PAGE —

.....

Rhubarb 2020

ST EDWARD’S r h u b a r b

THE KING’S CUP AN OSE PERSPECTIVE One hundred years ago eight military crews raced to mark the end of World War 1 at the Royal Henley Peace Regatta. They competed for a gold cup presented by King George V, The King’s Cup. In 2019 military crews from Australia, UK, USA, France, Canada and New Zealand were joined by Germany and the Netherlands to race once more. For the first time at Henley Royal Regatta these were mixed military VIIIs, for if women now serve alongside men on the front line, why not race together in their spare time?

.....

GOAL A —
Copy the King's Cup article word for word, everything from "Rhubarb 2020" down to "their spare time?".

.....

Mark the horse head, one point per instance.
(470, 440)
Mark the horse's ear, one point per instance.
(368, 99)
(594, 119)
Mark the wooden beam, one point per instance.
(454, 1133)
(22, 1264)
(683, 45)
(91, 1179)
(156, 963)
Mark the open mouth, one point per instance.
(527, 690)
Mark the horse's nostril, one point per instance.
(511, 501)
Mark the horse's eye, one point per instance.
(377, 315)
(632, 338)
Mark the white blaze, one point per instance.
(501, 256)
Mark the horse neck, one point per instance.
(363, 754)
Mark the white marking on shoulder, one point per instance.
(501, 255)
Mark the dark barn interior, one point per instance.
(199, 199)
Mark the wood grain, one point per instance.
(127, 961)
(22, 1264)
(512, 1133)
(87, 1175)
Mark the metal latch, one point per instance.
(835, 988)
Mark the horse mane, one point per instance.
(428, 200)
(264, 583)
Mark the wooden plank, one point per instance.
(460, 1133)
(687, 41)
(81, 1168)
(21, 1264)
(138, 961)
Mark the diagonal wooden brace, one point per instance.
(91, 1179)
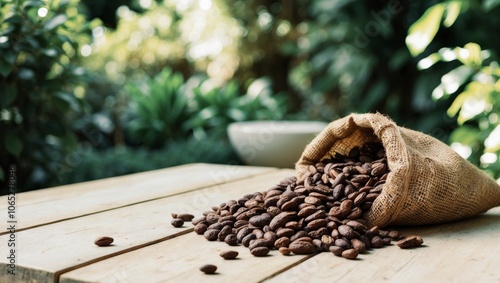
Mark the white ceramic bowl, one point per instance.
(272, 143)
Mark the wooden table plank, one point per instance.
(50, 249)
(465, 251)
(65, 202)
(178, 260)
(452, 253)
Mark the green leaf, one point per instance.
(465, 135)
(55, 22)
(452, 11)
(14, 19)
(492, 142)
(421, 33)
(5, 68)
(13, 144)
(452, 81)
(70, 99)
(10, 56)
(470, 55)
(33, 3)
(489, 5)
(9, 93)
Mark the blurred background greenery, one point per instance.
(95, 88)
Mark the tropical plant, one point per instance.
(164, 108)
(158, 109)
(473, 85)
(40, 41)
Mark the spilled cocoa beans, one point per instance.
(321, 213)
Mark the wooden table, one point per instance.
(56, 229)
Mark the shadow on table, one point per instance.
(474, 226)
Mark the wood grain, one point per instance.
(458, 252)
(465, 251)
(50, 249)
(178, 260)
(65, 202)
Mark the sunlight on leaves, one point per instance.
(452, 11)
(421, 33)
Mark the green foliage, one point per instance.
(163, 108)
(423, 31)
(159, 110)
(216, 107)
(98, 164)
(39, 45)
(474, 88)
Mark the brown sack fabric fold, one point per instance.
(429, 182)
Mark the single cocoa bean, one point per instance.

.....

GOAL B —
Return every line in the entries that contains the word "table".

RIGHT ANSWER A —
Rhubarb 2020

ST EDWARD’S r h u b a r b

THE KING’S CUP AN OSE PERSPECTIVE One hundred years ago eight military crews raced to mark the end of World War 1 at the Royal Henley Peace Regatta. They competed for a gold cup presented by King George V, The King’s Cup. In 2019 military crews from Australia, UK, USA, France, Canada and New Zealand were joined by Germany and the Netherlands to race once more. For the first time at Henley Royal Regatta these were mixed military VIIIs, for if women now serve alongside men on the front line, why not race together in their spare time?

RIGHT ANSWER B —
Mark the wooden table plank, one point per instance.
Mark the wooden table, one point per instance.
Mark the shadow on table, one point per instance.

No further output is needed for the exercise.